- _TASK STATEMENT_: Could you rewrite every line of the records between the lines holding "Task: indicate every instance of the moored" and "[(101, 116), (101, 61)]", inclusive, shifting each point coordinate in the answers up by 113? Leave the sample coordinates in the format lines as they are.

- _RECORDS SHOWN_:
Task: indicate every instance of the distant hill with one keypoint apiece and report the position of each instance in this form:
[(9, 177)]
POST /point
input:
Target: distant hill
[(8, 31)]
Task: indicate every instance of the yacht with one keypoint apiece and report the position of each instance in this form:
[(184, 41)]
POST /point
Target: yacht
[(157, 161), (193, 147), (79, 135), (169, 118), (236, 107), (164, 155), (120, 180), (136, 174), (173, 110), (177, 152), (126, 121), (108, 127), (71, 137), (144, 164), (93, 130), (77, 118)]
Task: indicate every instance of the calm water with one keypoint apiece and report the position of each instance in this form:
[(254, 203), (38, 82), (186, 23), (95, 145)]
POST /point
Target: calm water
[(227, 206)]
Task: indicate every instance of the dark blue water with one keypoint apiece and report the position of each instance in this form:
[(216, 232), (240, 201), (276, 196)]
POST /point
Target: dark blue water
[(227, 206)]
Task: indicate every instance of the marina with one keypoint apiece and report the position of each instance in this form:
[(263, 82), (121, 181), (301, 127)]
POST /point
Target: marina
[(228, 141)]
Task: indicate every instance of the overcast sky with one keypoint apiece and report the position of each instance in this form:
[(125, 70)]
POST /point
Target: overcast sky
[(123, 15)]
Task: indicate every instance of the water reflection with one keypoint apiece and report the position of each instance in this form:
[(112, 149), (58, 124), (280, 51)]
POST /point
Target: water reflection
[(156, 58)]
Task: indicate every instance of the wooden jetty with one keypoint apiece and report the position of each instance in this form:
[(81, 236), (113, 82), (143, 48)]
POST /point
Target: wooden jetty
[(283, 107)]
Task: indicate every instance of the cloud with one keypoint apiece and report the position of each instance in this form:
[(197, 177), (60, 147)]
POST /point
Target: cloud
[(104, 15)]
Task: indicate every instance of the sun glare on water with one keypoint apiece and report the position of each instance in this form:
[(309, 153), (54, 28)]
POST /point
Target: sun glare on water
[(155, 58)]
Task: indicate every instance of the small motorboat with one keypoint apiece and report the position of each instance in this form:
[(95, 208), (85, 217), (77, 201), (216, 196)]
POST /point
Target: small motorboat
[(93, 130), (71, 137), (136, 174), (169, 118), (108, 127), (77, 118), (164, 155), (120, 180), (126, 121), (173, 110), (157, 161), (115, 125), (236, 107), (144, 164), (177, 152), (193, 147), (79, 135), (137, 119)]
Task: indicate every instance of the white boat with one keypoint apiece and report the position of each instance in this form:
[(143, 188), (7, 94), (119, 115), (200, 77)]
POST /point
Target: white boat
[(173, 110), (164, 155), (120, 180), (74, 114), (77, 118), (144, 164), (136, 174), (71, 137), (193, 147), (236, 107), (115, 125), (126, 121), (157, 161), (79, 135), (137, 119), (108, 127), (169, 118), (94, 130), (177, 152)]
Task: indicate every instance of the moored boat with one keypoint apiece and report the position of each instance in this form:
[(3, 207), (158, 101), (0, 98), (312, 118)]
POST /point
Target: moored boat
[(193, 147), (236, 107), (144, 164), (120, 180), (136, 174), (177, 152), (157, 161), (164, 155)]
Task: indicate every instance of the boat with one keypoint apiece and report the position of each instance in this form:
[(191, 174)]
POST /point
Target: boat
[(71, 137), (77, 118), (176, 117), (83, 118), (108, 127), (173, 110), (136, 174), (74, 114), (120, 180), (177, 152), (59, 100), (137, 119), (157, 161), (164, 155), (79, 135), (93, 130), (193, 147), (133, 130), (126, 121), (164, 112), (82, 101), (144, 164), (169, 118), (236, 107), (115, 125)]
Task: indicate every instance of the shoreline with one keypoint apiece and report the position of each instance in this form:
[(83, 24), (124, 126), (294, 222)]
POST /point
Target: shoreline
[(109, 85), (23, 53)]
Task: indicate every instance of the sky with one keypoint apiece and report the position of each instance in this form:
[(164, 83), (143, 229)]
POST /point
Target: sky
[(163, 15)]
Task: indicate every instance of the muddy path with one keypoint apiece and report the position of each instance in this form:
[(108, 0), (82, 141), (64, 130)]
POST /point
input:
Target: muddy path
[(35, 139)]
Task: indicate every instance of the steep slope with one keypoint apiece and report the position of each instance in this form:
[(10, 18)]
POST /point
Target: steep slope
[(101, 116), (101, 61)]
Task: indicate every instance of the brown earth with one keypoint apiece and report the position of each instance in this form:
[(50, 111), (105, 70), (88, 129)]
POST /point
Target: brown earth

- _EXERCISE RESPONSE_:
Task: indicate every instance of the moored boat with one keypoint apiece and report the position of each instance in this form:
[(3, 207), (158, 101), (0, 98), (312, 118)]
POST /point
Target: moored boat
[(306, 260), (349, 220), (257, 277), (233, 293), (249, 287), (290, 265), (270, 274), (277, 268)]
Task: indicate every instance of the boat with one keypoint apiece and report the position of each instance in this form:
[(191, 174)]
POST /point
Target: boat
[(184, 250), (190, 231), (289, 230), (196, 231), (221, 240), (286, 223), (249, 287), (187, 227), (233, 293), (290, 265), (172, 213), (250, 232), (270, 274), (277, 268), (192, 248), (206, 243), (306, 260), (246, 243), (239, 234), (277, 225), (195, 214), (257, 277), (282, 231), (349, 220), (228, 238)]
Task: indicate every instance of the shoreline with one keypoint apiece and report the position of each instance in this form:
[(83, 24), (124, 126), (294, 222)]
POST /point
Target: shoreline
[(222, 198), (136, 166)]
Task: indicate every instance of the sky with one keypoint apiece and report the position of each instance in this form:
[(164, 83), (143, 229)]
POST /point
Target: sky
[(276, 128)]
Task: indicate every instance of the muddy path with one keypoint apiece and report the position of each instance in this form:
[(108, 0), (82, 141), (64, 130)]
POST /point
input:
Target: muddy path
[(148, 252)]
Task: indicate every instance of the steep slope with one keypoint apiece and report the position of each instance in this form:
[(10, 18)]
POST /point
Target: steep slope
[(214, 229), (214, 174)]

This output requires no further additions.